■ SUPPLIED TEXT:

○ ○ ○ ○ ○ ○ ○

Graves understands why there is skepticism. Again, the same people who have failed so miserably to promote diversity — the team owners — will be the ones still doing the hiring, a fact that leads to no shortage of cynicism from minority employees scattered across the league’s 32 teams.

“Even if you have the rule in place, teams would have to be proactive,” one veteran minority personnel man recently told Yahoo Sports.

Kansas City Chiefs offensive coordinator Eric Bieniemy's stock has been rising in recent years, but he has not yet landed a head coaching job. (Photo by Scott W. Grau/Icon Sportswire via Getty Images)

The positives of a Rooney Rule expansion

Graves is optimistic the Rooney revisions will eventually take. For one, he says he believes Goodell is sincere in his desire to push the NFL toward being more diverse. Additionally, the negative attention the NFL continues to get on this issue makes it hard for the league to be inactive.

“I think times have changed now — I think we’re in a period of time where people are asking more questions, and it’s not just the people who used to be cited as disgruntled,” Graves said, referring to minority employees throughout the league. “I think there’s an expectation of fans, of sponsors, of media and others … to ask the question, ‘Why aren’t there more minorities in leadership roles? Why are we still in an area where minorities can be used for the production of business but can’t lead?’ Those are tough questions that I believe the NFL has to answer.

“And so with that, I just think that the climate is different today than it was five years ago, than it was 10 years ago and certainly different than it was 20 years ago.”

And it’s because of that, Graves said, that he’s seeing a different level of commitment from the league.

“There are teams out there who get it, who are doing a very good job with respect to diversity,” Graves said. “But we have not mobilized on a league level [like this] to address this issue, and that, to me, is what’s different [this time]. I believe it’s there now, and I think it’s going to become even stronger as the weeks and months progress.”

N. Jeremi Duru, a sports law professor at American University who wrote a book on the creation of the Rooney Rule called “Advancing The Ball: Race, Reformation, and the Quest for Equal Coaching Opportunity in the NFL,” largely agrees, noting that in theory, the Rooney Rule revision expands it in a positive manner.

“But whether the rule has teeth is untold — that will be seen when we look at [the league’s] enforcement [of it],” Duru told Yahoo Sports. “Because there have been multiple times over the years where there have been determinations made by clubs with respect to the interview processes that the league has viewed as being compliant with the Rooney Rule … that a lot of folks have felt has been non-compliant with the rule. So there hasn’t been enforcement where a lot of folks have felt that enforcement should have come to pass. 

“And so, if indeed we see the league truly scrutinize the interviews to ensure they’re meaningful interviews, to ensure that interviewees of color are getting the same experience as interviewees who aren’t of color, then we’ll know that the rule has more teeth.”

One positive, Duru noted, comes in the fact that these Rooney Rule revisions were implemented at all.

“Two years ago, all of these proposals with respect to expansion of the rule were roundly rejected, and two years later, they’re accepted,” Duru said. “So that indicates to me that the NFL is serious about this, and thinking about this as a bit more of an emergency than they thought it was two years ago. And if that’s the case, then I think true enforcement could follow.”

○ ○ ○ ○ ○ ○ ○

■ DATASET EXCERPT:
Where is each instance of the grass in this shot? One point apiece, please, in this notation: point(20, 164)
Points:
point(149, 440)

○ ○ ○ ○ ○ ○ ○

■ EXERCISE INSTRUCTIONS:
(A) From the Rooney Rule article, list the groups Graves names as expected to ask why more minorities are not in leadership roles.
(B) Copy from the Rooney Rule article the passage that opens with the words containing "Graves understands why" and closes with "via Getty Images)".
(C) According to the Rooney Rule article, what is the title of the book N. Jeremi Duru wrote on the creation of the rule?

■ EXPECTED OUTPUTS:
(A) Fans, sponsors, media

(B)
Graves understands why there is skepticism. Again, the same people who have failed so miserably to promote diversity — the team owners — will be the ones still doing the hiring, a fact that leads to no shortage of cynicism from minority employees scattered across the league’s 32 teams.

“Even if you have the rule in place, teams would have to be proactive,” one veteran minority personnel man recently told Yahoo Sports.

Kansas City Chiefs offensive coordinator Eric Bieniemy's stock has been rising in recent years, but he has not yet landed a head coaching job. (Photo by Scott W. Grau/Icon Sportswire via Getty Images)

(C) "Advancing The Ball: Race, Reformation, and the Quest for Equal Coaching Opportunity in the NFL"